Natural Bridges National Monument, Utah.

Unit 5: Weathering, Water, and Soil

    Things for Unit 5 you should UNDERSTAND, KNOW, and be able to DO...
    • The atmosphere and the lithosphere interact with each other through the water cycle (hydrosphere). 
    • The sun’s energy powers the water cycle which contributes to the weathering of rocks.
    • Weathering is the physical and chemical breakdown of rocks at or near the Earth’s surface. 
      • Physical weathering changes the size and appearance of rocks without changing the chemical composition. Frost action, abrasion, and root wedging (plant action) are agents of physical weathering. Physical weathering commonly occurs in cold and wet climates.
      • Chemical weathering changes the chemical composition of rock. Acid rain and oxidation are agents of chemical weathering. Chemical weathering commonly occurs in warm and wet climate. 
    • The rate of weathering is influenced by surface area (particle size), climate, and composition.
      • The larger the surface area, the greater the rate of weathering.
      • As temperature and moisture increases, the rate of chemical weathering increases.
      • Minerals combine with water and react with acid (calcite and dolomite) and oxygen (iron bearing minerals).
      • The hardness of minerals effects the rate of weathering - harder minerals (quartz) tend to weather slower than softer (calcite) minerals.
    • Soils are the result of weathering and biological activity over long periods of time. 
      • Soils consist of water, air, minerals, and organic matter. Soils can be divided up into layers (horizons) with distinct characteristics.

**Records**
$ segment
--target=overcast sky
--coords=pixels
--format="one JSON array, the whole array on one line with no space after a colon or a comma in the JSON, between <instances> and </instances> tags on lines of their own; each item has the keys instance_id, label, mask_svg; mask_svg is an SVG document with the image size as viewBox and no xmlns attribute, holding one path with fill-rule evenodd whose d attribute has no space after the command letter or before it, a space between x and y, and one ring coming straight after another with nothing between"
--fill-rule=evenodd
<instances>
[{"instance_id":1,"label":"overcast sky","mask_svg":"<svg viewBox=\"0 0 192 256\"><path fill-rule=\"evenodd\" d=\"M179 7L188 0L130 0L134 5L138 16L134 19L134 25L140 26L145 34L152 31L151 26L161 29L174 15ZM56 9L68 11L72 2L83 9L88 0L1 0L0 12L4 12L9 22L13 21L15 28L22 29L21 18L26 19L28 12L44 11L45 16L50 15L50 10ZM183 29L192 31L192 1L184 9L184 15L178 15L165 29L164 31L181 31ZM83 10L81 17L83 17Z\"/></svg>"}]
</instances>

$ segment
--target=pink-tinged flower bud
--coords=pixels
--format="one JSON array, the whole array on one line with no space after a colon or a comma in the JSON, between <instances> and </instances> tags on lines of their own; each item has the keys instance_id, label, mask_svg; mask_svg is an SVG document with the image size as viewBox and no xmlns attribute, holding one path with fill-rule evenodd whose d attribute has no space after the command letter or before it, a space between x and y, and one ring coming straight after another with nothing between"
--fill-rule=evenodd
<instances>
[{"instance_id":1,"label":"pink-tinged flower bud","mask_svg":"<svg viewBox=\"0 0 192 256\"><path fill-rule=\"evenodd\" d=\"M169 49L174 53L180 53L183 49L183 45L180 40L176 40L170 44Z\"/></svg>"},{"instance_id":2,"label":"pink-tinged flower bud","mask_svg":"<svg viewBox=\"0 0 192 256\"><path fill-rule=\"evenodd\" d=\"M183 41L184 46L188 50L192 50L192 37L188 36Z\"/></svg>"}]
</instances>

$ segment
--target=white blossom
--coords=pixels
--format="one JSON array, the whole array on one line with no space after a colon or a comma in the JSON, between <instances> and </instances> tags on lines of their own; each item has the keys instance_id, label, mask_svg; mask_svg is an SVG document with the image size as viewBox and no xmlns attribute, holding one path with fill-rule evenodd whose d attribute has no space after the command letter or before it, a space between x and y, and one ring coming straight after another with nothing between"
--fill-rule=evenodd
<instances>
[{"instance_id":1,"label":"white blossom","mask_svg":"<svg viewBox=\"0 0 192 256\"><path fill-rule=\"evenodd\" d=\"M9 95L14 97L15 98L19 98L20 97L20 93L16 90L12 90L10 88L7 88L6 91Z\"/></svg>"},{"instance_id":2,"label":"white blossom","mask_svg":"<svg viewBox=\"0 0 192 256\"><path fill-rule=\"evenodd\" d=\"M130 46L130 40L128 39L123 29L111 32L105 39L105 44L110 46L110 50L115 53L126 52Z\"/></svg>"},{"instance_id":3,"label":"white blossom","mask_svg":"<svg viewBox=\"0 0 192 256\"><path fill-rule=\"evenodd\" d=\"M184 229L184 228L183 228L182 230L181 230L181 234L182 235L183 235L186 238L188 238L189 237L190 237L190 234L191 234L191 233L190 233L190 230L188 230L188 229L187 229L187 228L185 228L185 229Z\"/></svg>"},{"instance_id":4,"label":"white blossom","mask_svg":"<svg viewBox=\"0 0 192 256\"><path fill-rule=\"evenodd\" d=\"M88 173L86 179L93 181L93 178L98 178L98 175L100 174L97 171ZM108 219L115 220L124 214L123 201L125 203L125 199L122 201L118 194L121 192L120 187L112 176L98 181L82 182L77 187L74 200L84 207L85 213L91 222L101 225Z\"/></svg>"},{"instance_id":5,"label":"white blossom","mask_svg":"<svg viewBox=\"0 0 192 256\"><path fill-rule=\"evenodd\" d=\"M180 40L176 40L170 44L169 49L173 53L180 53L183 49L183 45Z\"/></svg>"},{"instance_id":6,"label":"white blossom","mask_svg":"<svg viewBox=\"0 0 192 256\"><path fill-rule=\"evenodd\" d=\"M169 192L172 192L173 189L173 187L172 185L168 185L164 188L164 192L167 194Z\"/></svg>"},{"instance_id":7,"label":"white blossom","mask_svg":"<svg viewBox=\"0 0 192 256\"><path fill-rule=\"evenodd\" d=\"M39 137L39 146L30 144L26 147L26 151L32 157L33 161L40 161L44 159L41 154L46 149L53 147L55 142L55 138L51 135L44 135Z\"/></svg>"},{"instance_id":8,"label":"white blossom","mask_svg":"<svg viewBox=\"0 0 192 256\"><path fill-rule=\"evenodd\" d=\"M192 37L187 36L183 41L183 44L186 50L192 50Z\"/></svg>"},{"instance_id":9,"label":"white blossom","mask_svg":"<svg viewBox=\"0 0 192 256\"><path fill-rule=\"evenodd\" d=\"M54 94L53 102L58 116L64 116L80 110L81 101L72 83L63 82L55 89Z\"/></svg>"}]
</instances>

**What to work on**
a - Duplicate the passage from the Unit 5 outline on weathering, water, and soil that begins with the words "Unit 5: Weathering, Water, and" and ends with "and wet climate.".
b - List every agent of weathering named in the Unit 5 outline on weathering, water, and soil.
c - Extend the Unit 5 outline on weathering, water, and soil, starting right after its final point about soil layers.

**Responses**
a -
Unit 5: Weathering, Water, and Soil

    Things for Unit 5 you should UNDERSTAND, KNOW, and be able to DO...
    • The atmosphere and the lithosphere interact with each other through the water cycle (hydrosphere). 
    • The sun’s energy powers the water cycle which contributes to the weathering of rocks.
    • Weathering is the physical and chemical breakdown of rocks at or near the Earth’s surface. 
      • Physical weathering changes the size and appearance of rocks without changing the chemical composition. Frost action, abrasion, and root wedging (plant action) are agents of physical weathering. Physical weathering commonly occurs in cold and wet climates.
      • Chemical weathering changes the chemical composition of rock. Acid rain and oxidation are agents of chemical weathering. Chemical weathering commonly occurs in warm and wet climate.

b -
Frost action
Abrasion
Root wedging (plant action)
Acid rain
Oxidation

c -
      • Organic material or humus is found in the top layer (“A” horizon).
    • Water Cycle - Water is returned from the atmosphere to Earth’s surface by precipitation. Water returns to the atmosphere by evaporation or transpiration from plants. A portion of the precipitation becomes runoff over the land or infiltrates into the ground to become stored in the soil or groundwater below the water table. Soil capillarity influences these processes (the smaller the particle size, the greater the capillary action).
      • As temperature increases, evaporation and transpiration (evapotranspiration) increase. 
    • The amount of precipitation that seeps into the ground (infiltration) or runs off is influenced by climate, slope of the land, soil, rock type, vegetation, land use, and degree of saturation. 
      • Infiltration is greatest when the land is horizontal, highly permeable (larger spaces between the soil particles), and is unsaturated. 
    • Porosity, permeability, and water retention affect runoff and infiltration.
      • Sorted particles have a greater porosity.
      • Particle size does not affect porosity.
      • The larger the particle size, the greater the permeability.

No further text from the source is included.